** ÜBUNGSTEXT **
________________________________________
Wer schnell ist, gewinnt. Mein Glück war, dass ich mein Handy gerade in der Hand hatte, als die Benachrichtigung über ein neues Inserat kam – ich klickte sofort. Keine halbe Stunde nach meiner Bewerbung über Immoscout erhielt ich einen Anruf vom Makler, der mich noch am selben Tag zu einer Besichtigung einlud. Wenige Tage später hatte ich den Mietvertrag unterschrieben und die Schlüssel zur neuen Wohnung in Neukölln in der Hand.
Die Wohnung
Die Wohnung: 45 Quadratmeter, anderthalb Zimmer, kleine Küche, kleines Bad – perfekt. Noch heute, vier Wochen später, kann ich kaum glauben, dass es so schnell geklappt hat – und fühle mich fast schuldig gegenüber Freund:innen, die viel länger erfolglos waren bei ihrer Wohnungssuche.
________________________________________
** AUFGABE 1 **
Geben Sie aus dem Übungstext zur Wohnungssuche den Abschnitt wörtlich wieder, beginnend mit "Wer schnell ist, gewinnt." und fortlaufend bis einschließlich "bei ihrer Wohnungssuche.".
** AUFGABE 2 **
Erklären Sie anhand des Übungstextes zur Wohnungssuche, worin das Glück der schreibenden Person bestand.
________________________________________
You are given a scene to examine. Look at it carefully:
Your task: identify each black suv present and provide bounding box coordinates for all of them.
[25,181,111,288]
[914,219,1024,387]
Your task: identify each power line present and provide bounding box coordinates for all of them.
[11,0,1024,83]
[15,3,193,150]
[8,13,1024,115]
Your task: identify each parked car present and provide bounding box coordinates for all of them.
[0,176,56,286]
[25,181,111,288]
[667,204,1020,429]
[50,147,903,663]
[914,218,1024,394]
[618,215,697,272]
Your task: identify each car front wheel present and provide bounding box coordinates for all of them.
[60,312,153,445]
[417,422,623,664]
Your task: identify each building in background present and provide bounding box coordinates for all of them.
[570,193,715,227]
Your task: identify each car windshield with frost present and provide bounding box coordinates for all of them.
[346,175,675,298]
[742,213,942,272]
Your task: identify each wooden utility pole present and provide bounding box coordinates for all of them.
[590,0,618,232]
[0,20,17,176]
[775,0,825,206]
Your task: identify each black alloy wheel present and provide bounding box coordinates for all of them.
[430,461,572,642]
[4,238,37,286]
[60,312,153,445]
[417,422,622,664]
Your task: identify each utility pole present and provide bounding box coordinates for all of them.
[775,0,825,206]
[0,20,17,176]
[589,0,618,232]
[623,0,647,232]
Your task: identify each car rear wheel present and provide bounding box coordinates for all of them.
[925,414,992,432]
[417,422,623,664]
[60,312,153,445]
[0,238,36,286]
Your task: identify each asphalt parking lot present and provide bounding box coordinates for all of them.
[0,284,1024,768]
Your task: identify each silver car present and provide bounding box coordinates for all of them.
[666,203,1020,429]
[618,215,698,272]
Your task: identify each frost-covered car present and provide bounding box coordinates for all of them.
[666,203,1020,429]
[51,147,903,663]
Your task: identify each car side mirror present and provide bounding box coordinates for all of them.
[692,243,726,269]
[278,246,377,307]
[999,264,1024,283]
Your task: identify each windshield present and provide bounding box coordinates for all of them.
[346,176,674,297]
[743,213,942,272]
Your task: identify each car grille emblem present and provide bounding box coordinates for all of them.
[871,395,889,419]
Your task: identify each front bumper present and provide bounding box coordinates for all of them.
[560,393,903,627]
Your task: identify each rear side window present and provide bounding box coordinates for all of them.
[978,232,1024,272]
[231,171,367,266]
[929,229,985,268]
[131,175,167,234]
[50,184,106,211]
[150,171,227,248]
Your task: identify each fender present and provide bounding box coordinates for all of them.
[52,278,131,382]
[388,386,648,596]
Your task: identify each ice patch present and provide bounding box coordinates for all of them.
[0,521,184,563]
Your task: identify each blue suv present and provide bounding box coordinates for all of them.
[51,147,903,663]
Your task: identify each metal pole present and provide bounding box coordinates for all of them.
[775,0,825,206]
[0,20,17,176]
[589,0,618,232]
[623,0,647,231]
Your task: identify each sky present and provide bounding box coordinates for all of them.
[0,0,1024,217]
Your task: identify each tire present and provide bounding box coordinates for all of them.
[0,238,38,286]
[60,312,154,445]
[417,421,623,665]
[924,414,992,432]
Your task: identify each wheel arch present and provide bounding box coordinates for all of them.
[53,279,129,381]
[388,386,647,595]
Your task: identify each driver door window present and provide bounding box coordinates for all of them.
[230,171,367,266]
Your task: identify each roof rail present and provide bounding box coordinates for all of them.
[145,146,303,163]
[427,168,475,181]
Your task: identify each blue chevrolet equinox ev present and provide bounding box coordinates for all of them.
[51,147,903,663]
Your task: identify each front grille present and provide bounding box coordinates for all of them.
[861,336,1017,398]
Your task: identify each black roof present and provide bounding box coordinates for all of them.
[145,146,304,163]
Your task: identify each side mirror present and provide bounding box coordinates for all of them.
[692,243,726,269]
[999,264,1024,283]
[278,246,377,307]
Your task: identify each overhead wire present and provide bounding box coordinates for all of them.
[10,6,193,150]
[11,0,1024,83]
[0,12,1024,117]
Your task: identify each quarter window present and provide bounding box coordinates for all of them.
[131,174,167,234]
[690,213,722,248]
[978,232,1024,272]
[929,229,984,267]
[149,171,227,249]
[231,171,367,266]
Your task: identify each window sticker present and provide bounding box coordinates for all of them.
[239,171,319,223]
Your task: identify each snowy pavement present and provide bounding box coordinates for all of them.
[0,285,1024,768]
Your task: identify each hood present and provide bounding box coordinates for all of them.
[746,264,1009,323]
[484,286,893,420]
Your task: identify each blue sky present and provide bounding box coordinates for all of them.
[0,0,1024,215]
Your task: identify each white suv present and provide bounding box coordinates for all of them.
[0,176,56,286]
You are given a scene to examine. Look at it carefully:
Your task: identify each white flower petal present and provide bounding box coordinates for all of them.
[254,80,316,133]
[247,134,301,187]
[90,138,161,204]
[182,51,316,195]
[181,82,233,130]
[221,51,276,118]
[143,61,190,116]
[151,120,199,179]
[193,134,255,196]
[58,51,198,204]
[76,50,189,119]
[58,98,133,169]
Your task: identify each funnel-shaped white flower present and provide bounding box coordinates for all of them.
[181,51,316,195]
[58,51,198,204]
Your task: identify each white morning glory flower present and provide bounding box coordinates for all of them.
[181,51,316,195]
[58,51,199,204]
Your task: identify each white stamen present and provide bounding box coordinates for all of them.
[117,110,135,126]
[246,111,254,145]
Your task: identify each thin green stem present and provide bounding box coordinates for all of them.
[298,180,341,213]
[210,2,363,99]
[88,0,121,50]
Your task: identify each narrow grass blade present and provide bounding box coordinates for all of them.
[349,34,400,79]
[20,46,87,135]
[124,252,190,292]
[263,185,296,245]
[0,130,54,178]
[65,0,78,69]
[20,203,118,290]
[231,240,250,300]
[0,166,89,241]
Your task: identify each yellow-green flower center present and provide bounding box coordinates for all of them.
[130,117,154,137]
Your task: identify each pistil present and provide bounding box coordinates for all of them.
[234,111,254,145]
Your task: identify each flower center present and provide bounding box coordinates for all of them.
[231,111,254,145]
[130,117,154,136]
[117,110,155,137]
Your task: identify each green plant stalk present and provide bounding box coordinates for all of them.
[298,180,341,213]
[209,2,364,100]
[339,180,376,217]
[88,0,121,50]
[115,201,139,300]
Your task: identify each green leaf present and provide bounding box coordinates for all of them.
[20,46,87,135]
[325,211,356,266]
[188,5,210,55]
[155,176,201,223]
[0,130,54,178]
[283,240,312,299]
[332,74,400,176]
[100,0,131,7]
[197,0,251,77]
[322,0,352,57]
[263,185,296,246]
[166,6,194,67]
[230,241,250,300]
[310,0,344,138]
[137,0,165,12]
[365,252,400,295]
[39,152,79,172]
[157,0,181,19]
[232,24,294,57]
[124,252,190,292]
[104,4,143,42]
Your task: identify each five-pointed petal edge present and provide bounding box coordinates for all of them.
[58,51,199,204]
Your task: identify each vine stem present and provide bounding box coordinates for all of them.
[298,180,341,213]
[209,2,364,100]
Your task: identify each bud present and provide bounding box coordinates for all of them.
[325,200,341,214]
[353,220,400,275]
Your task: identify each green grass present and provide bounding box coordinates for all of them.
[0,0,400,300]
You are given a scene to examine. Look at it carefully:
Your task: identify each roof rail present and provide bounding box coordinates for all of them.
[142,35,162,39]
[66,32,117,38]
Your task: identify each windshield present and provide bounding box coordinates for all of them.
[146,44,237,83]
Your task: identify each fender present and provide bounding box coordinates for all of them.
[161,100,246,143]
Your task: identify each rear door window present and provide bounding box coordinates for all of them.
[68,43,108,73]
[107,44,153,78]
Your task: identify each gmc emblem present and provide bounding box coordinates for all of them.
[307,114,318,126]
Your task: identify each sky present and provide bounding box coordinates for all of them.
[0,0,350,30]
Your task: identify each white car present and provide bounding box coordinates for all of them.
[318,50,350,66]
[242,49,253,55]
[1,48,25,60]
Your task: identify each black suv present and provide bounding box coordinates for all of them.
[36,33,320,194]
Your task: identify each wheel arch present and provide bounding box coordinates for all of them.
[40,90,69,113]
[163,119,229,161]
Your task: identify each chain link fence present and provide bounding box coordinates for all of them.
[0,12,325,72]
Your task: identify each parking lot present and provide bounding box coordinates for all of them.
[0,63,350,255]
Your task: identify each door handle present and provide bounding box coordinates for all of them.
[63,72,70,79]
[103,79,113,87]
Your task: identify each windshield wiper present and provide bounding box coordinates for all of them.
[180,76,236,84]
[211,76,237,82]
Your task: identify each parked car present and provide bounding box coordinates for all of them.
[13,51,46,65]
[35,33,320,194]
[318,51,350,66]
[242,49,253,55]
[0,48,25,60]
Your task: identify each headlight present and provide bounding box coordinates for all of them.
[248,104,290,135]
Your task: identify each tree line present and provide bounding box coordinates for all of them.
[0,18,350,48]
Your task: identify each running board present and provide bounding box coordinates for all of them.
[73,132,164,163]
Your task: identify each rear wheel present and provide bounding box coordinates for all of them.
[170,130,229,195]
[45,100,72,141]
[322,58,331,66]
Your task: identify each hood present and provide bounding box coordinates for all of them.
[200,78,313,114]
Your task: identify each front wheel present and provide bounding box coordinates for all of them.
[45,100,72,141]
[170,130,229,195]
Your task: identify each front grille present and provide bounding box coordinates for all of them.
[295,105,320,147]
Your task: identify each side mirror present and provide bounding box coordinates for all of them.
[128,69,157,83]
________________________________________
** ANTWORTBEREICH 1 **
Wer schnell ist, gewinnt. Mein Glück war, dass ich mein Handy gerade in der Hand hatte, als die Benachrichtigung über ein neues Inserat kam – ich klickte sofort. Keine halbe Stunde nach meiner Bewerbung über Immoscout erhielt ich einen Anruf vom Makler, der mich noch am selben Tag zu einer Besichtigung einlud. Wenige Tage später hatte ich den Mietvertrag unterschrieben und die Schlüssel zur neuen Wohnung in Neukölln in der Hand.
Die Wohnung
Die Wohnung: 45 Quadratmeter, anderthalb Zimmer, kleine Küche, kleines Bad – perfekt. Noch heute, vier Wochen später, kann ich kaum glauben, dass es so schnell geklappt hat – und fühle mich fast schuldig gegenüber Freund:innen, die viel länger erfolglos waren bei ihrer Wohnungssuche.

** ANTWORTBEREICH 2 **
Das Handy war gerade in der Hand, als die Benachrichtigung über ein neues Inserat kam, sodass sofort geklickt werden konnte. Das entspricht dem Satz, mit dem der Text beginnt: Wer schnell ist, gewinnt.